--- ACTION ITEM A ---
Render this sentence from the article on the Dormers Wells High School shooting in Spanish: "They were then subdued and treated for minor injuries at the hospital."
--- ACTION ITEM B ---
Pick up the article on the Dormers Wells High School shooting after its last sentence and write the next part.

--- PASSAGE PROVIDED ---
※

- Location: 51°31′11″N 0°21′59″W﻿ / ﻿51.519699°N 0.366504°W Dormers Wells High School, Southall, England
- Date: 11 November 1987 10:00 p.m.
- Target: Mahraz Darshan Das (preacher)
- Attack type: Mass shooting, school shooting, assassination
- Weapons: .38-caliber revolver; Sawed-off shotgun; .22-caliber pistol;
- Deaths: 3
- Injured: 3 (including both perpetrators)
- Perpetrators: Rajinder Singh Batth; Mangit Singh Sunder;
- Defenders: Jaga Singh; An unnamed man;
- Convictions: Batth: murder, manslaughter, and malicious wounding Sunder: murder and manslaughter

= Dormers Wells High School shooting =

School shooting in England

On 11 November 1987, a school shooting occurred at Dormers Wells High School in Southall, London, England. Rajinder Singh Batth and Mangit Singh Sunder, two orthodox Sikhs, opened fire during a Sikh prayer meeting, targeting preacher Mahraz Darshan Das and then the congregation, killing three men and wounding one other. They were then subdued and treated for minor injuries at the hospital. In March 1989, both were sentenced to life imprisonment for murder and manslaughter, and have since been released.

※

--- Saved entries ---
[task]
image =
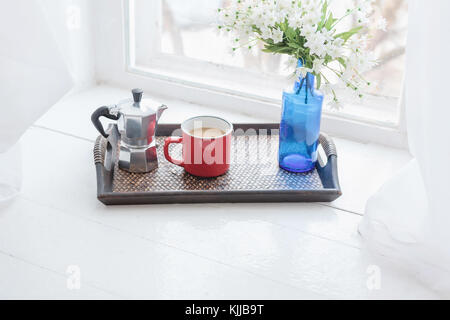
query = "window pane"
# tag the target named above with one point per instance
(187, 29)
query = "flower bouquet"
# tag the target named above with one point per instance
(319, 47)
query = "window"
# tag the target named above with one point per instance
(177, 40)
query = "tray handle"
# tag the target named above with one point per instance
(100, 150)
(328, 145)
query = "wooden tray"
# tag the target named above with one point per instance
(254, 175)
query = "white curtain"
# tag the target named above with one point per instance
(409, 218)
(33, 77)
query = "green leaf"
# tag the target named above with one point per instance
(290, 33)
(330, 22)
(342, 62)
(347, 35)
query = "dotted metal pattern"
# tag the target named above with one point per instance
(254, 168)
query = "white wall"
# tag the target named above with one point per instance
(72, 21)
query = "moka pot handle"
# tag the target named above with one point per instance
(102, 112)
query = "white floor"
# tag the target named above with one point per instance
(228, 251)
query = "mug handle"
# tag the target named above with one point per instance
(167, 143)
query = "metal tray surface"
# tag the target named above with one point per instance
(254, 175)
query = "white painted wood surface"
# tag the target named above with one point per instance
(213, 251)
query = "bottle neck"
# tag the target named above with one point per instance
(304, 83)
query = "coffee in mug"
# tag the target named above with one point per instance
(206, 145)
(206, 133)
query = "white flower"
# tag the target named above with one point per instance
(277, 36)
(382, 24)
(298, 28)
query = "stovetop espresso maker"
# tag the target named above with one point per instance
(137, 121)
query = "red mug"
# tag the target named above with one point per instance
(204, 157)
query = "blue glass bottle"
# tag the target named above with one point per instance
(300, 126)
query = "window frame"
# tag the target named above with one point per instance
(120, 69)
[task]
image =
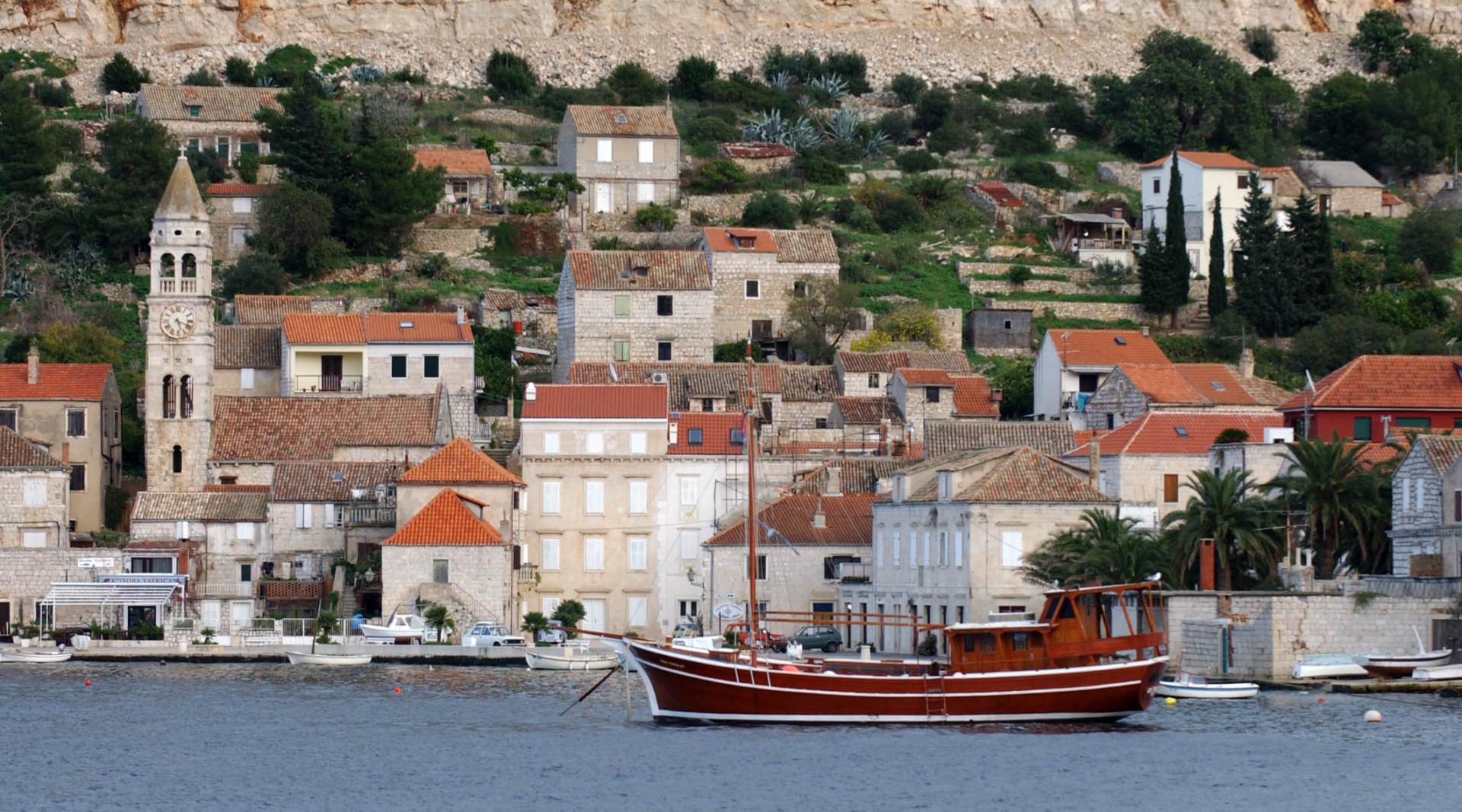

※

--- EXERCISE ANSWER A ---
Luego fueron reducidos y atendidos en el hospital por heridas leves.

--- EXERCISE ANSWER B ---
== Shooting ==
On 11 November 1987, Batth and Sunder attended a prayer meeting held by Mahraz Darshan Das, 34, at Dormers Wells High School in Southall, London. Das was a preacher and self-styled Guru who was disliked by fundamentalist Sikhs for his moderate views. The perpetrators had attended several of Das' meetings beforehand. A witness recalled that Batth looked uncomfortable during one of them.

After making a statement, Das walked to the front of the stage to talk to the congregation. The two gunmen then stood up and moved towards him. Sunder yelled at him in Punjabi: "what's all this, you dog" before pulling out his sawed-off shotgun from under his coat and firing at Das, missing. Batth subsequently jumped up to the stage, retrieved his .38-caliber revolver from his waistband, and fatally shot Das in the back of the head at point-blank range. The bullet penetrated the back of his ear and ricocheted to his chest.

Afterwards, Batth turned and shot at the crowd. His bullets hit Satwant Singh Panesar, 41, and Dharan Singh Bimbrah, 53. Panesar died 11 days later while Bimbrah was discharged from the hospital on 20 November 1987.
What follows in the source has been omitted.